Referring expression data
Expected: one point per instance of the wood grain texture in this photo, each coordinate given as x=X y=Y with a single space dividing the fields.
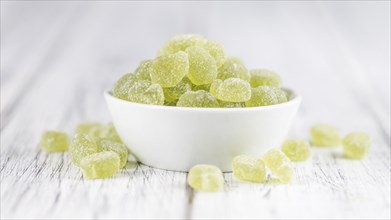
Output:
x=57 y=58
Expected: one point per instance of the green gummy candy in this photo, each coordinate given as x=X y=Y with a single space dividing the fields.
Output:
x=200 y=98
x=216 y=51
x=356 y=145
x=118 y=148
x=81 y=146
x=233 y=68
x=231 y=90
x=249 y=168
x=296 y=150
x=54 y=141
x=202 y=66
x=279 y=164
x=172 y=103
x=100 y=165
x=108 y=132
x=169 y=70
x=266 y=95
x=144 y=70
x=181 y=43
x=122 y=86
x=205 y=87
x=146 y=92
x=206 y=178
x=93 y=129
x=324 y=135
x=263 y=77
x=173 y=93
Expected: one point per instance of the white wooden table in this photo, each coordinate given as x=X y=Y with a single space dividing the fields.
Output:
x=58 y=57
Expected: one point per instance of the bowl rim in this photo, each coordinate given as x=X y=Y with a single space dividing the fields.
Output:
x=293 y=99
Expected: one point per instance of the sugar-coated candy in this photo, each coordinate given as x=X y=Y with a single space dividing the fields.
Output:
x=202 y=66
x=249 y=168
x=81 y=146
x=93 y=129
x=120 y=149
x=266 y=95
x=356 y=145
x=200 y=99
x=146 y=92
x=181 y=43
x=108 y=132
x=54 y=141
x=100 y=165
x=169 y=70
x=144 y=70
x=324 y=135
x=263 y=77
x=233 y=68
x=172 y=103
x=206 y=178
x=224 y=104
x=205 y=87
x=216 y=50
x=296 y=149
x=173 y=93
x=121 y=87
x=231 y=90
x=279 y=165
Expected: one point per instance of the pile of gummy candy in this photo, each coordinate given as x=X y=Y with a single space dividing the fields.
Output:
x=191 y=71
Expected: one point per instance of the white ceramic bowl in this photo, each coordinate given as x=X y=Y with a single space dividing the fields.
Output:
x=177 y=138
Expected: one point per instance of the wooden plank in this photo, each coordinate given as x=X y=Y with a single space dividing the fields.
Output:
x=61 y=83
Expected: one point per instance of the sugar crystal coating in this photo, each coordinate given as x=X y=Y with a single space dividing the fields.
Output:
x=54 y=141
x=144 y=70
x=356 y=145
x=200 y=98
x=181 y=43
x=118 y=148
x=296 y=150
x=146 y=92
x=266 y=95
x=231 y=90
x=108 y=132
x=206 y=178
x=93 y=129
x=205 y=87
x=173 y=93
x=263 y=77
x=202 y=66
x=216 y=51
x=122 y=86
x=100 y=165
x=172 y=103
x=169 y=70
x=82 y=145
x=249 y=168
x=279 y=165
x=325 y=135
x=233 y=68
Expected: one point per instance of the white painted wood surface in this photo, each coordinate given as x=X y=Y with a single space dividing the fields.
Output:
x=57 y=58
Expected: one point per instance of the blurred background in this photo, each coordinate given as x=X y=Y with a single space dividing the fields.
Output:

**Brief:**
Lines containing the word "sugar" are to be pulled from the records and copied.

**Exercise answer:**
Expected: one point per instance of the sugar-coated candy in this photo, each coordinate given as x=X y=Y with a single space dividing the fields.
Expected: one point per instance of the sugar crystal coating in this photo, each coordinate given as x=X y=Y with a single space dividing the fields.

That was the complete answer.